===== Data shown

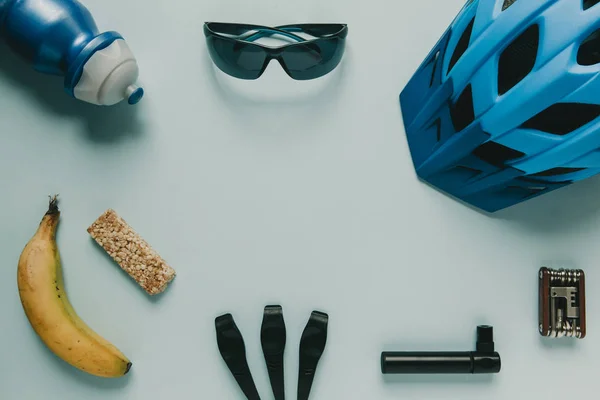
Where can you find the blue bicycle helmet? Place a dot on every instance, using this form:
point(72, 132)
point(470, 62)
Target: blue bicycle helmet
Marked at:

==========

▸ Problem to work on: Copy every line of the records above word for word, but leave out the pictures.

▸ Solution for this task:
Where can you find the blue bicycle helmet? Place a dot on every instance, using this form:
point(72, 132)
point(470, 62)
Target: blue bicycle helmet
Marked at:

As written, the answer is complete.